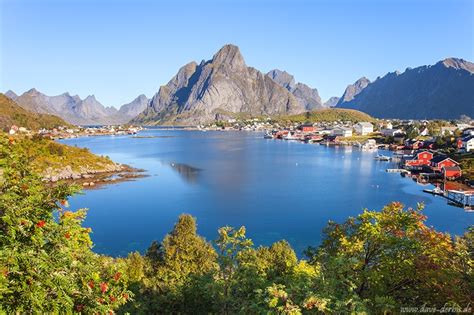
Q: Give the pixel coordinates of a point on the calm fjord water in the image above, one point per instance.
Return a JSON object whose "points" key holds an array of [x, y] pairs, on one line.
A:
{"points": [[277, 189]]}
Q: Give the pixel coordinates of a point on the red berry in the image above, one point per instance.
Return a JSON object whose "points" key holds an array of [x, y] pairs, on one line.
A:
{"points": [[103, 287], [117, 276]]}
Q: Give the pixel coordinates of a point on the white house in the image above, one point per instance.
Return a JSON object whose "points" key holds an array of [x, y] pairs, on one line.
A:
{"points": [[391, 132], [468, 131], [342, 131], [468, 143], [448, 130], [424, 132], [364, 128]]}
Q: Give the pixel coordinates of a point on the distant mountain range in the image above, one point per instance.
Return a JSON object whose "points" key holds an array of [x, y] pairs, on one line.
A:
{"points": [[12, 114], [77, 111], [225, 87], [444, 90], [220, 88], [306, 96]]}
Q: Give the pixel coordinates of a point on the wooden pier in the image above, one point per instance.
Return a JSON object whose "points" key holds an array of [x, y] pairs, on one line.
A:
{"points": [[397, 170], [464, 199]]}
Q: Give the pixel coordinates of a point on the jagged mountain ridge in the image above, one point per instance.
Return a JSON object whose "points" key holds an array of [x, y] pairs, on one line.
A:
{"points": [[13, 114], [443, 90], [307, 96], [74, 110], [215, 89], [332, 101]]}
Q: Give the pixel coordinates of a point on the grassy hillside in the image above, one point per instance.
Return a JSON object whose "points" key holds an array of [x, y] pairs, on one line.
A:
{"points": [[44, 153], [327, 115], [12, 114]]}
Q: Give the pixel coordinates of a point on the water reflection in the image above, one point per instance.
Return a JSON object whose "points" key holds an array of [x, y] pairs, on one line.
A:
{"points": [[188, 173]]}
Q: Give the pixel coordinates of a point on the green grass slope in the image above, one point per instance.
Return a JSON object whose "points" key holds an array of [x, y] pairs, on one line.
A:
{"points": [[327, 115]]}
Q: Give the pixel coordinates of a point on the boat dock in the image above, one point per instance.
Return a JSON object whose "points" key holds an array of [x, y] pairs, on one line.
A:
{"points": [[397, 170], [464, 199]]}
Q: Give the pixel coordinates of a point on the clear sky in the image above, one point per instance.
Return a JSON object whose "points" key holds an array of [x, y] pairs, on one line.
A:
{"points": [[117, 50]]}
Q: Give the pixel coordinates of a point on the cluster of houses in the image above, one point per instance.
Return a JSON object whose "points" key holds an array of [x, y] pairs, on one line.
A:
{"points": [[425, 161], [68, 132]]}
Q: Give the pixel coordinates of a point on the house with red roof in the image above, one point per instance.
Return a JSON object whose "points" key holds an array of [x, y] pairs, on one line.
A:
{"points": [[421, 158], [440, 161]]}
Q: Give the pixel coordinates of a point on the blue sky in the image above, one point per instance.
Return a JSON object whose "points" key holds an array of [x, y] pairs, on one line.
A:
{"points": [[117, 50]]}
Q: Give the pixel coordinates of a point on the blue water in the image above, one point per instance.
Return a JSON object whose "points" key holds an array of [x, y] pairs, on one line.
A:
{"points": [[277, 189]]}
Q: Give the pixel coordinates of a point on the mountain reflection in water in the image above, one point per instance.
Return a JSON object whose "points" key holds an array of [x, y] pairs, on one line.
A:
{"points": [[187, 172]]}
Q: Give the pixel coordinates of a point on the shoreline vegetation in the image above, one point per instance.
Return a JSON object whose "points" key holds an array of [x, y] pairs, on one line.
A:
{"points": [[56, 162], [378, 262]]}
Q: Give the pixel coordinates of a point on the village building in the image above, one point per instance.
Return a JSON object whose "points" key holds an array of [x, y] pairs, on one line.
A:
{"points": [[424, 132], [468, 131], [391, 132], [420, 159], [440, 161], [342, 132], [467, 143], [413, 144], [448, 130], [451, 172], [306, 128], [363, 128]]}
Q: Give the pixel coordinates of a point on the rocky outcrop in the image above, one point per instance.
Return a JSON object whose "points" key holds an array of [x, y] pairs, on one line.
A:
{"points": [[308, 97], [331, 102], [444, 91], [221, 87], [353, 89], [134, 108], [11, 94], [67, 173], [77, 111]]}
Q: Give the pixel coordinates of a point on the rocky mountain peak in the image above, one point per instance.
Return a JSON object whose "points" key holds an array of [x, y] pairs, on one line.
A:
{"points": [[305, 95], [331, 102], [458, 63], [11, 94], [229, 55], [283, 78], [353, 89], [32, 91]]}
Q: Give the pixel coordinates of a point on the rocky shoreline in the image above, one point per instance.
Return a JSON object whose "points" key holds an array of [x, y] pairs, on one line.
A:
{"points": [[92, 177]]}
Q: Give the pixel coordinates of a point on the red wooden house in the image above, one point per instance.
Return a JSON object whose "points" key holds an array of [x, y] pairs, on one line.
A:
{"points": [[420, 159], [451, 172], [438, 162], [306, 128]]}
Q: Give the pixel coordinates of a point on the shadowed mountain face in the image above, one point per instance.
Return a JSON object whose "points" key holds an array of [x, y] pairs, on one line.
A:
{"points": [[77, 111], [444, 90], [331, 102], [216, 89], [353, 89], [306, 96], [13, 114]]}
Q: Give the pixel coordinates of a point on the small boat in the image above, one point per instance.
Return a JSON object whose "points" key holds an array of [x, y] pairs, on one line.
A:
{"points": [[436, 191], [381, 157], [289, 136]]}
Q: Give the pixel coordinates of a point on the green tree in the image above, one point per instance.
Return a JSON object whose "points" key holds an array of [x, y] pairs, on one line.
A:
{"points": [[46, 261], [389, 256]]}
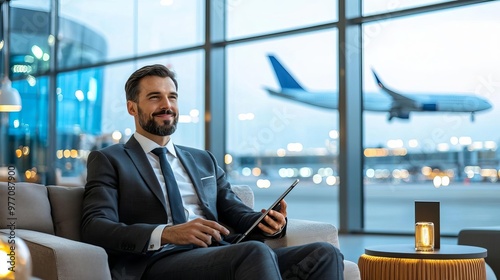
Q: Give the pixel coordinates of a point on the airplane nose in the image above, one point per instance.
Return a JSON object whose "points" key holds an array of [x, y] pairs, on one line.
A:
{"points": [[487, 105]]}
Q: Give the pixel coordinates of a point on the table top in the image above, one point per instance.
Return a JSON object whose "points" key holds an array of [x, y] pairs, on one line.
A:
{"points": [[446, 252]]}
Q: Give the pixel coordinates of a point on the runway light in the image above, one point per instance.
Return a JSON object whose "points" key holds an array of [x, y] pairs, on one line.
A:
{"points": [[317, 179], [413, 143], [263, 184], [256, 171], [245, 171], [228, 159]]}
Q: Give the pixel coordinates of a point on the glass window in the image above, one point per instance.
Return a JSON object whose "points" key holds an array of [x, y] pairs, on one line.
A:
{"points": [[440, 143], [94, 31], [384, 6], [164, 25], [29, 40], [281, 130], [249, 18], [92, 111], [24, 134]]}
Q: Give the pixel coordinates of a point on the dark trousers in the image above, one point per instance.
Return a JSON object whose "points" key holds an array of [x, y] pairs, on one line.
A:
{"points": [[251, 260]]}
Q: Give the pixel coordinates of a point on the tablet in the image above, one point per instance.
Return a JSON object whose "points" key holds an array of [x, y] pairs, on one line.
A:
{"points": [[275, 203]]}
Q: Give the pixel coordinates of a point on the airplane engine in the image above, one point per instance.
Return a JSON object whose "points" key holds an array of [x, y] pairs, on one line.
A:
{"points": [[399, 115], [429, 107]]}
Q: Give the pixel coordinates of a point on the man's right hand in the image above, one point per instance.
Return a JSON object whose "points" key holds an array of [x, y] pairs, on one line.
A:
{"points": [[198, 232]]}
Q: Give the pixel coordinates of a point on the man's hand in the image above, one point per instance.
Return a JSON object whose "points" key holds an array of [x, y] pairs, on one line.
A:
{"points": [[274, 221], [198, 232]]}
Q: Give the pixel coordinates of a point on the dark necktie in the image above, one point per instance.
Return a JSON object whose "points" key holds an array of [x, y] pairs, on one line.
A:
{"points": [[174, 196]]}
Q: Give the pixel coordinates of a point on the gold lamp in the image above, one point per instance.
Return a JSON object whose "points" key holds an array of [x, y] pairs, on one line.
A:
{"points": [[10, 100]]}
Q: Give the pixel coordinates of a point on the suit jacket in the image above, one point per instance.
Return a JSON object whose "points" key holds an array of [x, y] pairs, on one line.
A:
{"points": [[123, 203]]}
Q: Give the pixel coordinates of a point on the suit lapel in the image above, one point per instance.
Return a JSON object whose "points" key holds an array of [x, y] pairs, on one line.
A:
{"points": [[189, 164], [141, 162]]}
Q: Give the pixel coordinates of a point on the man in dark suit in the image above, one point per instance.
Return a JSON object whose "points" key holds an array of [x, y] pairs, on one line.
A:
{"points": [[131, 211]]}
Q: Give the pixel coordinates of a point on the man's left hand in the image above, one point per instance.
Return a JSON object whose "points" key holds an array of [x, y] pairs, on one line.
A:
{"points": [[275, 221]]}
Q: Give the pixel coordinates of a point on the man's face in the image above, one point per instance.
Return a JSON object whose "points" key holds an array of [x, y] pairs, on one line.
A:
{"points": [[157, 111]]}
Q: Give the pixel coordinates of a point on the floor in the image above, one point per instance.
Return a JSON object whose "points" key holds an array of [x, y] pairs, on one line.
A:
{"points": [[353, 245]]}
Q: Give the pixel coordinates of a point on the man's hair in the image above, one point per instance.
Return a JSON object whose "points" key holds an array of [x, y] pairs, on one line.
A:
{"points": [[132, 84]]}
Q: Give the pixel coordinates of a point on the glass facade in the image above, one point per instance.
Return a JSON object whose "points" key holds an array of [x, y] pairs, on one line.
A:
{"points": [[282, 74]]}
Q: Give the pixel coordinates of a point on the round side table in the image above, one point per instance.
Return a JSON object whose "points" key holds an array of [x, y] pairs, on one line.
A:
{"points": [[402, 262]]}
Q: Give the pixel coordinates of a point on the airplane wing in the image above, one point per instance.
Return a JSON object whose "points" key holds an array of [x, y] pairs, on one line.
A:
{"points": [[399, 100]]}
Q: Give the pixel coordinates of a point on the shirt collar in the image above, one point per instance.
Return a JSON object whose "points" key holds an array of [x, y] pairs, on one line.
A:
{"points": [[148, 145]]}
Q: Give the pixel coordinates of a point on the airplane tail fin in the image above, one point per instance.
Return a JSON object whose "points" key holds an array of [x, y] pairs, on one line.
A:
{"points": [[285, 79], [377, 79]]}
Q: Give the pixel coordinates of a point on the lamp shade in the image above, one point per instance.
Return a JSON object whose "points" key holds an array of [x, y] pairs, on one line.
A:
{"points": [[10, 100]]}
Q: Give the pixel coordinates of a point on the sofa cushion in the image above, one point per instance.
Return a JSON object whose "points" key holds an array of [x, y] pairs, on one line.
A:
{"points": [[66, 210], [32, 207]]}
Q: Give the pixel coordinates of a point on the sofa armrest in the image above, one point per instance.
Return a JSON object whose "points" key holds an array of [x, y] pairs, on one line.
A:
{"points": [[59, 258], [304, 231]]}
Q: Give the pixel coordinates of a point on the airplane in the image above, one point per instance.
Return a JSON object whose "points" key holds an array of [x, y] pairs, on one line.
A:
{"points": [[397, 104]]}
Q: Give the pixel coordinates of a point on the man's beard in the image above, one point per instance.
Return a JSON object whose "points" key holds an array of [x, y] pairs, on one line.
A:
{"points": [[149, 124]]}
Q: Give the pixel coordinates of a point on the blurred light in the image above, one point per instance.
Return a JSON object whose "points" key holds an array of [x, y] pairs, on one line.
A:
{"points": [[228, 159], [29, 59], [185, 119], [263, 184], [477, 145], [79, 95], [26, 150], [317, 178], [92, 93], [331, 180], [166, 2], [256, 171], [426, 170], [437, 181], [281, 152], [370, 173], [328, 171], [443, 147], [465, 140], [294, 147], [376, 152], [116, 135], [334, 134], [51, 40], [246, 116], [413, 143], [23, 69], [37, 51], [490, 145], [305, 172], [245, 171], [397, 143], [31, 80]]}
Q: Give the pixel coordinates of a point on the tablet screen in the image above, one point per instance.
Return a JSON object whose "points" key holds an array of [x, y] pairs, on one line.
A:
{"points": [[266, 212]]}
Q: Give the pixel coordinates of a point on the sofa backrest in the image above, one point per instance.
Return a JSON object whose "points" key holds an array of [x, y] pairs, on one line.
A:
{"points": [[25, 205]]}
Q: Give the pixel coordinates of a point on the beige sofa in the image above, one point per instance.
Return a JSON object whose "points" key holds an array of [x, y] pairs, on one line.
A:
{"points": [[48, 220]]}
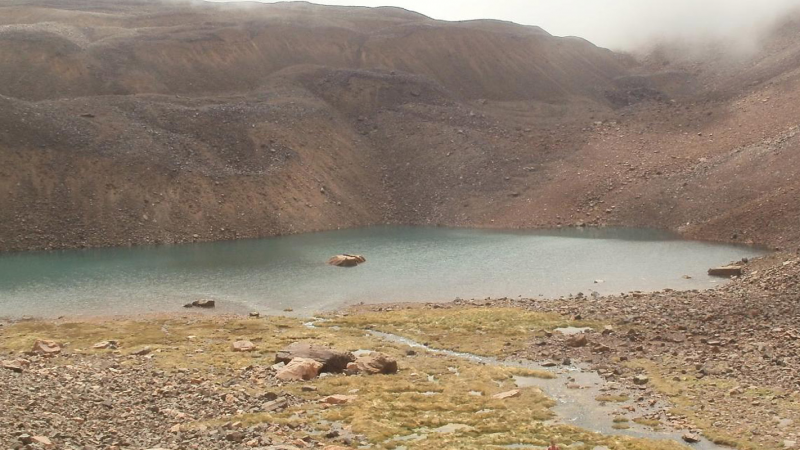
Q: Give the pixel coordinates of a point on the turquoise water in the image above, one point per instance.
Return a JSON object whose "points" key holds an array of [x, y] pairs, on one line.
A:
{"points": [[403, 264]]}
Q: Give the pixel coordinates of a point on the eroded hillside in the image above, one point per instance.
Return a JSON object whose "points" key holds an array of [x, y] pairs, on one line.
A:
{"points": [[141, 122]]}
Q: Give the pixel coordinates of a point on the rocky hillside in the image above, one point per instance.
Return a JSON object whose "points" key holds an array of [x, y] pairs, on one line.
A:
{"points": [[137, 121]]}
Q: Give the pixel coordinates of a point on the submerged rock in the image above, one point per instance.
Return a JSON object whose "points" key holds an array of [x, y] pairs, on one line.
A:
{"points": [[205, 303], [346, 260], [726, 271]]}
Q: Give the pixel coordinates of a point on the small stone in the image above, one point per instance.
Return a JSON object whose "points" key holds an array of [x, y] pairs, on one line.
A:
{"points": [[236, 436], [339, 399], [205, 303], [691, 438], [14, 366], [243, 346], [46, 347], [579, 340], [506, 395], [141, 352], [105, 345]]}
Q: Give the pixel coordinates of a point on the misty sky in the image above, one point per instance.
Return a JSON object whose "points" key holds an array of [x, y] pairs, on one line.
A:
{"points": [[617, 24]]}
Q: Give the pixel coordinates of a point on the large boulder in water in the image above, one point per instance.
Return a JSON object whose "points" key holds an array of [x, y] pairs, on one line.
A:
{"points": [[346, 260], [332, 360], [726, 271]]}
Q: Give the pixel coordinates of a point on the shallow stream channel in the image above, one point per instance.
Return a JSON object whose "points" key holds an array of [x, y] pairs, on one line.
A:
{"points": [[575, 389]]}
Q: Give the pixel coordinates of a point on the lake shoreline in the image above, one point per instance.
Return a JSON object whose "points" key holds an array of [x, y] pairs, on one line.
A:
{"points": [[681, 343]]}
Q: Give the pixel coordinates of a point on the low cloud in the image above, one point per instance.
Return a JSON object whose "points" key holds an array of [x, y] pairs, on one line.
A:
{"points": [[618, 24]]}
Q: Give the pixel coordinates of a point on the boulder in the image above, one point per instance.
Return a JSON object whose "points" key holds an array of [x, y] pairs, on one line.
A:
{"points": [[106, 345], [46, 347], [204, 303], [346, 260], [243, 346], [578, 340], [299, 369], [377, 363], [726, 271], [333, 361]]}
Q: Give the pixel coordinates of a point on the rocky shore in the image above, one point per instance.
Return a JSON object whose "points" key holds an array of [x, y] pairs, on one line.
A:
{"points": [[720, 364]]}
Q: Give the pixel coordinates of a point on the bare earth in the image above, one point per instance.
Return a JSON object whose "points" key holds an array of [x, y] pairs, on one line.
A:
{"points": [[138, 122]]}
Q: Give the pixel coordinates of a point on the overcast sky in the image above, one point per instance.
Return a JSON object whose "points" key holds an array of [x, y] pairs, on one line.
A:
{"points": [[617, 24]]}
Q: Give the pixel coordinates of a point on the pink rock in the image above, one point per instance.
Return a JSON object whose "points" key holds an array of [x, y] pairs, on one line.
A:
{"points": [[506, 395], [300, 369], [243, 346], [46, 347], [338, 399]]}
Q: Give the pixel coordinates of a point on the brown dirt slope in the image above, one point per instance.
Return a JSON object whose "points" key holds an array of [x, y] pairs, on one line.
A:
{"points": [[141, 122]]}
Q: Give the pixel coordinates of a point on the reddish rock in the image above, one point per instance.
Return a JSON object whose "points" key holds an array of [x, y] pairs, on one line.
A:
{"points": [[43, 441], [507, 395], [12, 365], [339, 399], [299, 369], [46, 347], [333, 361], [243, 346], [579, 340]]}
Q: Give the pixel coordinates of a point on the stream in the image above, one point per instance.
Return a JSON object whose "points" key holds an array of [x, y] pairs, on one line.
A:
{"points": [[576, 407]]}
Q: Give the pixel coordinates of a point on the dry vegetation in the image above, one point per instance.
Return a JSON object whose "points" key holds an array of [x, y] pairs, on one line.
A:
{"points": [[429, 392]]}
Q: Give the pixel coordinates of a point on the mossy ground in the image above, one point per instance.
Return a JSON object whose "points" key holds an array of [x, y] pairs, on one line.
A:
{"points": [[480, 331], [430, 391]]}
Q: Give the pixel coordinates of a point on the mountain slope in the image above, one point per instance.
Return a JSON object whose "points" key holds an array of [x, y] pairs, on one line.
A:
{"points": [[136, 122]]}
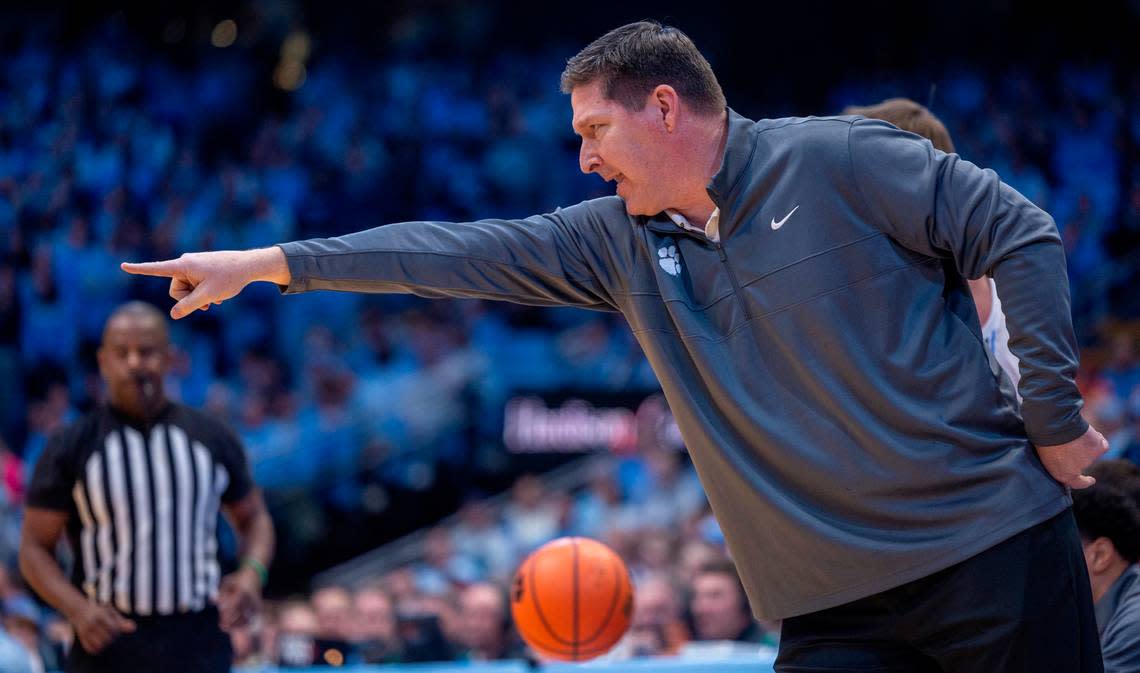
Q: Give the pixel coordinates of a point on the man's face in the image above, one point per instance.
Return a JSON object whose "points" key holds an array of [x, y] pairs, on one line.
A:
{"points": [[628, 147], [132, 361], [717, 613], [375, 616], [481, 611]]}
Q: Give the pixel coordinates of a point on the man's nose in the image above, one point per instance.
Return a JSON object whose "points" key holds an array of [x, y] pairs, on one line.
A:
{"points": [[588, 160]]}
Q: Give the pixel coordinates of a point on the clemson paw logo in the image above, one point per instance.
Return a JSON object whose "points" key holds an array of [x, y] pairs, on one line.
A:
{"points": [[669, 260]]}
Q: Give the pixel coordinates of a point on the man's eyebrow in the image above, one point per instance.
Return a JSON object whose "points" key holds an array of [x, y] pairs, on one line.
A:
{"points": [[583, 122]]}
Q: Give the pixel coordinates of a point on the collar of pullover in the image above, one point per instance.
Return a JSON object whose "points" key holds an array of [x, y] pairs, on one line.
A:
{"points": [[724, 187]]}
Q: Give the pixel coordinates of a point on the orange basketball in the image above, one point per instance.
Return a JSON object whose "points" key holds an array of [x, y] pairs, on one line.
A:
{"points": [[571, 599]]}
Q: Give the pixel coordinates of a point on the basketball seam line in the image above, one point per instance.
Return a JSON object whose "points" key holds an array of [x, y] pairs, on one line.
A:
{"points": [[538, 607]]}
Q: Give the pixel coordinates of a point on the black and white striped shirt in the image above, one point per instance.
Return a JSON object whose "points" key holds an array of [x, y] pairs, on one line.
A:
{"points": [[144, 505]]}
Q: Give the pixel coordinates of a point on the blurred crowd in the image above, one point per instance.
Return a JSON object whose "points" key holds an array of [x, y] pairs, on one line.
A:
{"points": [[113, 149], [453, 603]]}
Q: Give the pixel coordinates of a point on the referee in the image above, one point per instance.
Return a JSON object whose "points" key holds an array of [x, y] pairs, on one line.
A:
{"points": [[137, 485]]}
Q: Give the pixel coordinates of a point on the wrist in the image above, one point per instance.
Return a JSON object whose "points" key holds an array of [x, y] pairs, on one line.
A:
{"points": [[271, 266], [255, 570]]}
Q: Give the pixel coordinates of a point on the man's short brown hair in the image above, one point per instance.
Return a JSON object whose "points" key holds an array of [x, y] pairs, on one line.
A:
{"points": [[909, 116], [632, 61]]}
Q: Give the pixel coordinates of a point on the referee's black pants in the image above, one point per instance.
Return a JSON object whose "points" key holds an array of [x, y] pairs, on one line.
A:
{"points": [[171, 643], [1022, 606]]}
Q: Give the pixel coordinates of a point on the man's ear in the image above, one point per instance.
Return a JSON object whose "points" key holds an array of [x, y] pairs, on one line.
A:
{"points": [[1102, 550], [665, 104]]}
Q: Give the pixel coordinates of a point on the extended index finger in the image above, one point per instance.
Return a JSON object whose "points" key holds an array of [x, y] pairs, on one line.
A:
{"points": [[167, 268]]}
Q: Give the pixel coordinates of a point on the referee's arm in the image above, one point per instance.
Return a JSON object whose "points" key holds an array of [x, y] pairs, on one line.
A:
{"points": [[95, 625], [239, 593]]}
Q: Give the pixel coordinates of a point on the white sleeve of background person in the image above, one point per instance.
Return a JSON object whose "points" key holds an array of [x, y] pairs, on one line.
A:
{"points": [[996, 337]]}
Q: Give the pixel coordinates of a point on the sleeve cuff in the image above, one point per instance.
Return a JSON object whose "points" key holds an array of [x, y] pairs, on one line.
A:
{"points": [[296, 272]]}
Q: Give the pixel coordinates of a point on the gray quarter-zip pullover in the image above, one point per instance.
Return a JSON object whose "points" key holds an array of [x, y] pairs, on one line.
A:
{"points": [[824, 361]]}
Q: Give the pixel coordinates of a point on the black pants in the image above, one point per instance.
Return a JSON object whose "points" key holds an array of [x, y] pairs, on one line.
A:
{"points": [[182, 643], [1022, 606]]}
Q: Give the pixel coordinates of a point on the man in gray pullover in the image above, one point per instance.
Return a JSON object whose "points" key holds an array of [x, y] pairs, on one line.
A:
{"points": [[797, 286]]}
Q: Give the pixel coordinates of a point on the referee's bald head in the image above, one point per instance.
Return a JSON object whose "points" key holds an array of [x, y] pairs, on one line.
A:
{"points": [[141, 314]]}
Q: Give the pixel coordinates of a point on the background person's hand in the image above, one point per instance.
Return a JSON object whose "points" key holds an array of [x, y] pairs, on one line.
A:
{"points": [[97, 626], [238, 598], [201, 278], [1067, 462]]}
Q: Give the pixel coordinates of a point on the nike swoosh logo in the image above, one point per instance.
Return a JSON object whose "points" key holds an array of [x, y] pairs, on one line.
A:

━━━━━━━━━━

Copy out the lines starting at the one containing "the referee's bald" and ending with the last line of the entries. Include nothing else.

Q: Give the pixel coordinates of a point on the referee's bald head in the image above, one point per instance.
Return a JSON object whose "points" key holds an array of [x, y] pairs, on one line.
A:
{"points": [[141, 314]]}
Q: Give the pixel coordinates of a point on the background person's hand in the image above, one point per instance.
Return a JSON object whose "points" key holds an array of [x, y] pairs, on one line.
A:
{"points": [[97, 626], [238, 598], [201, 278], [1067, 462]]}
Q: Give the pixel coordinates of a point on the nike swoosh logo in the image above, one point per instance.
Return a JSON object whose "points" key holds an array of [x, y] pairs, on one line.
A:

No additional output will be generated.